* 課題一覧 *
a – 受験体験の文章で、筆者が迷いを吹っ切れたのはどの曲のおかげですか?
b – 受験体験の文章の「現状に満足するな、もっと上を」から「明できる気がしない。無理だ。」までを、その語句も含めて一字一句違えずに複写してください。

* 提供された文章 *
════

現状に満足するな、もっと上を目指せ。ŹOOĻの熱い想いは、慢心していた私に突き刺さった。そうだ。こんな場所で終わる様な気質じゃない。受験はまだ終わっていない、私はまだ頑張れる。
そんな私の想いとは裏腹に、志望校を下げるべきだと言う人物もいた。母だ。せっかく気持ちを切り替えた私にも、不安そうな母の表情を見ると迷いが生じてきてしまった。その迷いを吹っ切れたのも、ŹOOĻ覚醒の一曲『Bang!Bang!Bang!』のおかげだ。
私は、アイドリッシュセブンに登場するアイドルグループの中ではŹOOĻが一番好きだ。過去に大きな挫折を経験していたり、自らの理想と現実の乖離に悩んだりして心を歪めてしまった4人がぶつかり合いながら、ŹOOĻというグループを作り上げた。この過程が、彼らをリアルにしている。辛い過去に苛まれ葛藤しつつも、不器用に乗り越え進んでいくŹOOĻ。彼らの人間らしさが、私の心に染み渡ったのをはっきりと感じた。私は最後まで志望校を変えることはなかった。
一般入試と『アイハケ!』
一般入試を大きく分けると、共通テストのみを使用する「共通テスト利用入試」、共通テストと大学独自の学科試験を併用する「共通テスト・学科試験併用入試」の二つになる。しかし、決して単純ではない。大学によって名称は変わる(A方式と一口に言っても中身が違ったりする)し、受験に必要な科目は変わるし、ここに英検などの外部検定試験が入ってくる。実際に受験した大学の入試方式でさえ、上手く説明できる気がしない。無理だ。
本番の共通テストは、模試と比較すると一番の出来だった。それまでは50点も取れなかった苦手な世界史で7割を取り、問題量の多さが懸念材料だった英語は8割を超えた。先生方はすごく喜んでくださって、それが本当に嬉しかった。ところが、喜びもつかの間、私に試練が降りかかった。

════

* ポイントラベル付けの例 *
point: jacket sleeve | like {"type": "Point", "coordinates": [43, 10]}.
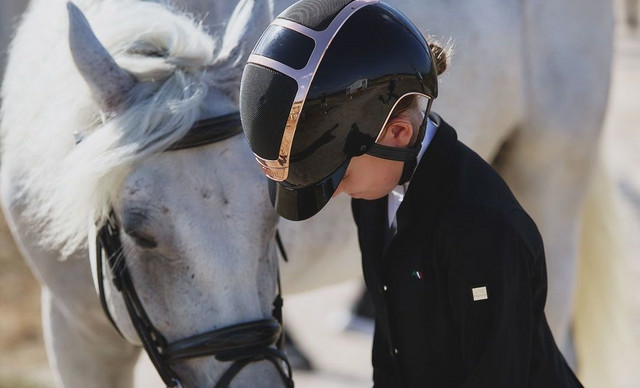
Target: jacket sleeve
{"type": "Point", "coordinates": [384, 369]}
{"type": "Point", "coordinates": [490, 297]}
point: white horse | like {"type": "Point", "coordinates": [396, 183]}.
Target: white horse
{"type": "Point", "coordinates": [197, 224]}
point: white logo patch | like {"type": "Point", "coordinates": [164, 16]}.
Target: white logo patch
{"type": "Point", "coordinates": [479, 293]}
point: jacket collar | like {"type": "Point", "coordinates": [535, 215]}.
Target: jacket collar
{"type": "Point", "coordinates": [423, 197]}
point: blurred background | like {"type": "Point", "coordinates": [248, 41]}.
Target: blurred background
{"type": "Point", "coordinates": [340, 357]}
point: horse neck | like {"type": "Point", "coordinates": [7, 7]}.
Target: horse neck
{"type": "Point", "coordinates": [213, 13]}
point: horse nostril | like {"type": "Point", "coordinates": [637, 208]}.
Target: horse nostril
{"type": "Point", "coordinates": [142, 239]}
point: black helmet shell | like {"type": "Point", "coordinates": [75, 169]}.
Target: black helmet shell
{"type": "Point", "coordinates": [319, 87]}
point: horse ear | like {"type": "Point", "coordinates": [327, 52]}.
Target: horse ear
{"type": "Point", "coordinates": [108, 82]}
{"type": "Point", "coordinates": [247, 22]}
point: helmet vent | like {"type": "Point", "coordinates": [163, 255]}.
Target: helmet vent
{"type": "Point", "coordinates": [267, 97]}
{"type": "Point", "coordinates": [314, 14]}
{"type": "Point", "coordinates": [285, 46]}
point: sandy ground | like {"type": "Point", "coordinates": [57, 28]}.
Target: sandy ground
{"type": "Point", "coordinates": [341, 358]}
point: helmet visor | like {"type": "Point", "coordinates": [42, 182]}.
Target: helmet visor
{"type": "Point", "coordinates": [301, 203]}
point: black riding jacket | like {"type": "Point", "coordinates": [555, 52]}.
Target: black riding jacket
{"type": "Point", "coordinates": [460, 289]}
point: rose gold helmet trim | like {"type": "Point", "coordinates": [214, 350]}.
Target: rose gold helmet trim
{"type": "Point", "coordinates": [278, 169]}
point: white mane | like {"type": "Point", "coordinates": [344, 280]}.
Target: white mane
{"type": "Point", "coordinates": [167, 52]}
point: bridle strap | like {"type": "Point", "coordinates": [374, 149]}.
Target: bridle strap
{"type": "Point", "coordinates": [242, 343]}
{"type": "Point", "coordinates": [209, 131]}
{"type": "Point", "coordinates": [226, 340]}
{"type": "Point", "coordinates": [152, 340]}
{"type": "Point", "coordinates": [270, 354]}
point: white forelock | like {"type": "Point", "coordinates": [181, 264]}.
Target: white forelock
{"type": "Point", "coordinates": [168, 53]}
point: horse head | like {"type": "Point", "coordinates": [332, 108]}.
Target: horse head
{"type": "Point", "coordinates": [194, 224]}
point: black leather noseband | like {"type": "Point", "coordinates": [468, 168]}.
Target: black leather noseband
{"type": "Point", "coordinates": [242, 344]}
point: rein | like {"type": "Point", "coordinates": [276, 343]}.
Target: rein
{"type": "Point", "coordinates": [242, 343]}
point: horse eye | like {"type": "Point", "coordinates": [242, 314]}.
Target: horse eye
{"type": "Point", "coordinates": [143, 240]}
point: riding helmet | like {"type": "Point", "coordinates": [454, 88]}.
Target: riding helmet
{"type": "Point", "coordinates": [318, 88]}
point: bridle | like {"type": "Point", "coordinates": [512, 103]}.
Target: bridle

════

* 各課題の解答 *
a – ŹOOĻ覚醒の一曲『Bang!Bang!Bang!』です。

b –
現状に満足するな、もっと上を目指せ。ŹOOĻの熱い想いは、慢心していた私に突き刺さった。そうだ。こんな場所で終わる様な気質じゃない。受験はまだ終わっていない、私はまだ頑張れる。
そんな私の想いとは裏腹に、志望校を下げるべきだと言う人物もいた。母だ。せっかく気持ちを切り替えた私にも、不安そうな母の表情を見ると迷いが生じてきてしまった。その迷いを吹っ切れたのも、ŹOOĻ覚醒の一曲『Bang!Bang!Bang!』のおかげだ。
私は、アイドリッシュセブンに登場するアイドルグループの中ではŹOOĻが一番好きだ。過去に大きな挫折を経験していたり、自らの理想と現実の乖離に悩んだりして心を歪めてしまった4人がぶつかり合いながら、ŹOOĻというグループを作り上げた。この過程が、彼らをリアルにしている。辛い過去に苛まれ葛藤しつつも、不器用に乗り越え進んでいくŹOOĻ。彼らの人間らしさが、私の心に染み渡ったのをはっきりと感じた。私は最後まで志望校を変えることはなかった。
一般入試と『アイハケ!』
一般入試を大きく分けると、共通テストのみを使用する「共通テスト利用入試」、共通テストと大学独自の学科試験を併用する「共通テスト・学科試験併用入試」の二つになる。しかし、決して単純ではない。大学によって名称は変わる(A方式と一口に言っても中身が違ったりする)し、受験に必要な科目は変わるし、ここに英検などの外部検定試験が入ってくる。実際に受験した大学の入試方式でさえ、上手く説明できる気がしない。無理だ。